Extract to read:

- - - - -

Keith,
We have currently set up to trap on 'miscGlobalStatus' as it seemed a
reasonable starter - The MIB description is a little woolly however :
"This indicates the overall status of the appliance. The algorithm to
determine the value uses both hardware status (e.g. the number of failed
fans) and volume status (e.g. number of volumes that are full). This may
change...etc"
This has values of other(1) unknown(2) ok(3) nonCritical(4) critical(5)
nonRecoverable(6)
Is there a more detailed explanation of what event will trigger what status
? We are considering configuring our notification system to respond
according to the value; i.e. email/phone on (4), 24hr page(5), print CV(6).
On testing, when we switch off 1 power supply out of 2, we get a
'critical'(5) trap. ( is 'nonCritical' more appropriate ?)
Other traps to possibly have set up as a 'starter' set : OverTemperature,
FailedFanCount, FailedPowerSupplyCount, dfPerCentKBytesCapacity.

- - - - -

Tasks and exercises:
a: In the post about trapping on miscGlobalStatus, what trap was received when one of two power supplies was switched off during testing?
b: Carry on the post about trapping on miscGlobalStatus, picking up right after its final sentence.

Data section:
- - - - -

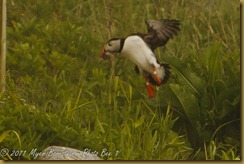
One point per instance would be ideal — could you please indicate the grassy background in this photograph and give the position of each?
(60, 93)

- - - - -

Solved problems:
a: A 'critical'(5) trap.

b:
Other monitoring issues :
We have configured syslog.conf to send message errors to 'messages.err',
critical to 'messages.crit' etc. hoping to be able to parse these files to
enable an appropriate response according to severity. However, when doing
the same power supply pull, we only get a message in the 'info' file. (This
is deemed of sufficient importance however to trigger autosupport email.)
So it appears we have to match on the message wording itself - an
incremental approach of matching on all known potential error messages -
time consuming.
In lieu of better classification of messages, has anybody got a list of
known filer error messages, with severity level ?
How do other users monitor filers ?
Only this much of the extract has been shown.